75 years ago today (June 10, 1944) the Germans carried out
the Oradour-sur-Glane Massacre in France. German Waffen-SS soldiers surrounded
the village at midday. The village population had almost doubled to about 650
people, swelled by refugees from other parts of France.
Summary:
The soldiers rounded up the entire population and
concentrated them on the market square. They separated the villagers by gender.
The Germans took the 197 men to several barns on the edge of town and locked
them in. They then locked up 240 women and 205 children in the village church
(pictured.) Then the Germans set fire to the barns and threw grenades through
the windows of the church, shooting those who sought to escape the flames.
After 642 inhabitants were dead, the Waffen-SS looted the
empty dwellings and then burned the village to the ground and withdrew from the
smoking ruins. Only seven villagers survived the massacre: six men and a woman,
all of them severely injured. About fifteen other inhabitants of the village
were able to escape the Germans before the massacre started or evade the
roundup by hiding.
Background:
In February 1944, the 2nd SS Panzer Division "Das
Reich" was stationed in the Southern French town of Valence-d'Agen ,north
of Toulouse, waiting to be resupplied with new equipment and fresh troops.
Following the D-Day invasion of Normandy in June 1944, the division was ordered
north to help stop the Allied advance. One of its units was the 4th SS Panzer
Grenadier Regiment ("Der Führer"). Its staff included regimental
commander SS-Standartenführer Sylvester Stadler, SS-Sturmbannführer Adolf
Diekmann commanding the 1st Battalion and SS-Sturmbannführer Otto Weidinger,
Stadler's designated successor who was with the regiment for familiarisation.
Command passed to Weidinger on 14 June.
Early on the morning of 10 June 1944, Diekmann informed
Weidinger that he had been approached by two members of the Milice, a
collaborator paramilitary force of the Vichy Regime. They claimed that a
Waffen-SS officer was being held prisoner by the Resistance in Oradour-sur-Vayres,
a nearby village. The captured officer was claimed to be SS-Sturmbannführer
Helmut Kämpfe, commander of the 2nd SS Panzer Reconnaissance Battalion (also
part of "Das Reich" division). He may have been captured by the
Maquis du Limousin the day before.
The Massacre:
On 10 June, Diekmann's battalion sealed off Oradour-sur-Glane
and ordered everyone within to assemble in the village square to have their
identity papers examined. This included six non-residents who happened to be
bicycling through the town when the SS unit arrived. The women and children
were locked in the church, and the village was looted. The men were led to six
barns and sheds, where machine guns were already in place.

(Data records)
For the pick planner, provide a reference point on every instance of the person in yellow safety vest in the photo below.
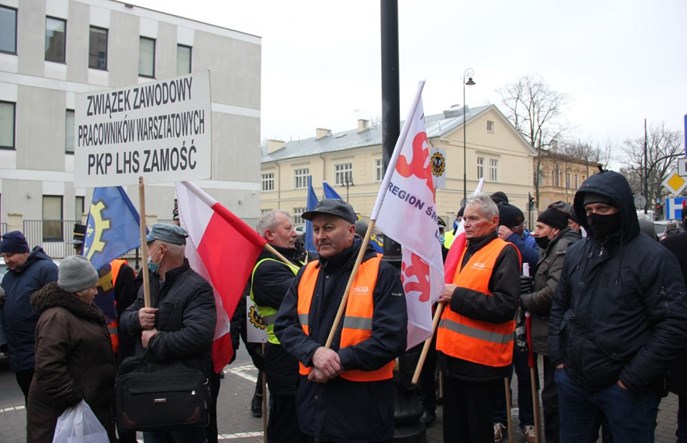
(345, 392)
(475, 333)
(270, 280)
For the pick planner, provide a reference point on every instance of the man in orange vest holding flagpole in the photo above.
(475, 334)
(346, 392)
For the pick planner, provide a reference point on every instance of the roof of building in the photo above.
(436, 126)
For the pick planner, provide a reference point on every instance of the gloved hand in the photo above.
(526, 284)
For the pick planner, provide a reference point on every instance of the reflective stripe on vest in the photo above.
(473, 340)
(267, 313)
(357, 321)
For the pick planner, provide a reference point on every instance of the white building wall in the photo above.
(44, 91)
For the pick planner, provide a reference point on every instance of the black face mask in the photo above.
(604, 225)
(543, 242)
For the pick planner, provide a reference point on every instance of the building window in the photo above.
(146, 57)
(69, 132)
(298, 216)
(379, 170)
(8, 30)
(480, 167)
(79, 206)
(343, 174)
(52, 218)
(493, 170)
(300, 178)
(97, 48)
(55, 40)
(183, 59)
(7, 125)
(268, 181)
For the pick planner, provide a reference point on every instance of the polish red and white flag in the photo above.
(223, 249)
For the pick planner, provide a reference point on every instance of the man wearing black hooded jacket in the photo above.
(618, 319)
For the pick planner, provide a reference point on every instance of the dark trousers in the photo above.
(549, 399)
(24, 381)
(681, 432)
(468, 408)
(283, 423)
(525, 406)
(630, 416)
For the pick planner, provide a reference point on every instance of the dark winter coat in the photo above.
(74, 362)
(271, 281)
(186, 318)
(18, 317)
(342, 410)
(620, 311)
(546, 277)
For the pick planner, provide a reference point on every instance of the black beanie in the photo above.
(554, 218)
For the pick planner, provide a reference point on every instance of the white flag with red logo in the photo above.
(223, 249)
(406, 212)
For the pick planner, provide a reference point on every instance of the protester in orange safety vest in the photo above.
(476, 330)
(346, 392)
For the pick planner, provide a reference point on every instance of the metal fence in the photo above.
(53, 235)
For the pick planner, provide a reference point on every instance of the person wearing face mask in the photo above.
(179, 325)
(553, 235)
(618, 319)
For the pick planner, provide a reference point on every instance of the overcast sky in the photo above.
(619, 61)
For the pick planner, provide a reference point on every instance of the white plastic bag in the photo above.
(79, 425)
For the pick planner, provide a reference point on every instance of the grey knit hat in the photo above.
(76, 273)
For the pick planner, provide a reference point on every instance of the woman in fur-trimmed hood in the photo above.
(74, 359)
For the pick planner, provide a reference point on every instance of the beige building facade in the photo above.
(351, 162)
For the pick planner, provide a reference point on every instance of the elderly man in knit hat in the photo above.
(553, 235)
(28, 271)
(618, 319)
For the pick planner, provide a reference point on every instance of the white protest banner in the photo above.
(159, 130)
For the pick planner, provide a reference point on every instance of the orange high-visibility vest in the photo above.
(477, 341)
(357, 322)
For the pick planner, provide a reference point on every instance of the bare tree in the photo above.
(651, 159)
(535, 110)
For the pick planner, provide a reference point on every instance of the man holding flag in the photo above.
(476, 329)
(346, 391)
(180, 323)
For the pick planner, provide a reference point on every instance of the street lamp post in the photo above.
(466, 75)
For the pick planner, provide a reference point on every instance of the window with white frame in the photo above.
(268, 181)
(480, 167)
(97, 48)
(7, 121)
(493, 169)
(55, 29)
(146, 57)
(379, 170)
(343, 174)
(298, 215)
(300, 178)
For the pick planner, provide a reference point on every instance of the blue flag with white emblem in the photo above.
(312, 202)
(112, 228)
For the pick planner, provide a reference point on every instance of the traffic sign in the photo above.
(682, 167)
(674, 183)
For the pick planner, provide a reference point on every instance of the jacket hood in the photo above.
(615, 187)
(51, 295)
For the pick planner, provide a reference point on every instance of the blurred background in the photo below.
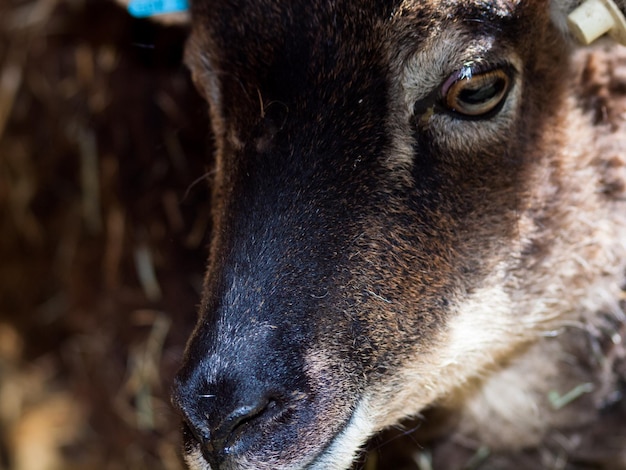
(103, 223)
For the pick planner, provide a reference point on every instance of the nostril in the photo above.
(241, 416)
(235, 424)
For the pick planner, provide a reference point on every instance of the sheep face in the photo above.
(386, 176)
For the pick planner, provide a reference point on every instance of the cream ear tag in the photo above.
(147, 8)
(594, 18)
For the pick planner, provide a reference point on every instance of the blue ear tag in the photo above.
(145, 8)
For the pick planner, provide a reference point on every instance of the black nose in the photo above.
(225, 434)
(226, 424)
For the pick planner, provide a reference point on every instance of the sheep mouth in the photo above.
(339, 453)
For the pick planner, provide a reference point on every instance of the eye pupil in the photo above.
(474, 96)
(477, 95)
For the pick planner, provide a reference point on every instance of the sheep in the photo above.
(418, 205)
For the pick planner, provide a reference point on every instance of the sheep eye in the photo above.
(476, 95)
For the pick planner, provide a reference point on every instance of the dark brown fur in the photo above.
(369, 261)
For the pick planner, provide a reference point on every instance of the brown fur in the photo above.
(420, 260)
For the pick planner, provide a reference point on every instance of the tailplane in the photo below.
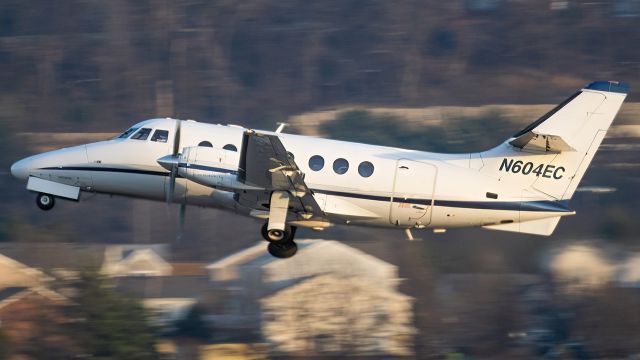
(551, 155)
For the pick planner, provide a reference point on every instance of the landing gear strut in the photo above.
(281, 244)
(276, 235)
(45, 201)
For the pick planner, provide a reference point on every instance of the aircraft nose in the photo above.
(20, 169)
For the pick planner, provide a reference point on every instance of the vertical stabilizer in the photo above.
(552, 154)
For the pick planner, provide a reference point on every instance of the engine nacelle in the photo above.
(211, 167)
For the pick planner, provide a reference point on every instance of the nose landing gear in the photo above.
(45, 201)
(281, 244)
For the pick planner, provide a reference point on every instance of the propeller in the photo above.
(171, 162)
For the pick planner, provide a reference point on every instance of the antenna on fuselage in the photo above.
(281, 127)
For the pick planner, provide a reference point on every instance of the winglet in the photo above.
(610, 86)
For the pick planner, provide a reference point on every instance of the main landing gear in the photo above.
(281, 244)
(45, 201)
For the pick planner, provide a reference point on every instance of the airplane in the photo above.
(522, 185)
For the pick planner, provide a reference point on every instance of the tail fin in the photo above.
(552, 154)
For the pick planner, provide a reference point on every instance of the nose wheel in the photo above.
(45, 201)
(277, 235)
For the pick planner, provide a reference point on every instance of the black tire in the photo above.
(282, 249)
(45, 202)
(287, 236)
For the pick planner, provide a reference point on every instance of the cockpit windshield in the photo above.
(127, 133)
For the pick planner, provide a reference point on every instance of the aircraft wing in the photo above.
(266, 164)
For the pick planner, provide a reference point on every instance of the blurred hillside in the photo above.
(87, 65)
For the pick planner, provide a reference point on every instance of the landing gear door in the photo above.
(412, 193)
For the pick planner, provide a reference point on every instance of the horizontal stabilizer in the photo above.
(532, 141)
(543, 227)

(Task requirements)
[1] From the Oradour-sur-Glane text, list every SS officer named by personal name.
[2] Transcribe part of the Oradour-sur-Glane text, beginning at the words "75 years ago" and stopping after "villagers by gender.".
[3] In the Oradour-sur-Glane text, on what date did command of the regiment pass to Weidinger?
Work only from the Oradour-sur-Glane text, not from the entries.

(List of solutions)
[1] Sylvester Stadler, Adolf Diekmann, Otto Weidinger, Helmut Kämpfe

[2]
75 years ago today (June 10, 1944) the Germans carried out
the Oradour-sur-Glane Massacre in France. German Waffen-SS soldiers surrounded
the village at midday. The village population had almost doubled to about 650
people, swelled by refugees from other parts of France.
Summary:
The soldiers rounded up the entire population and
concentrated them on the market square. They separated the villagers by gender.

[3] 14 June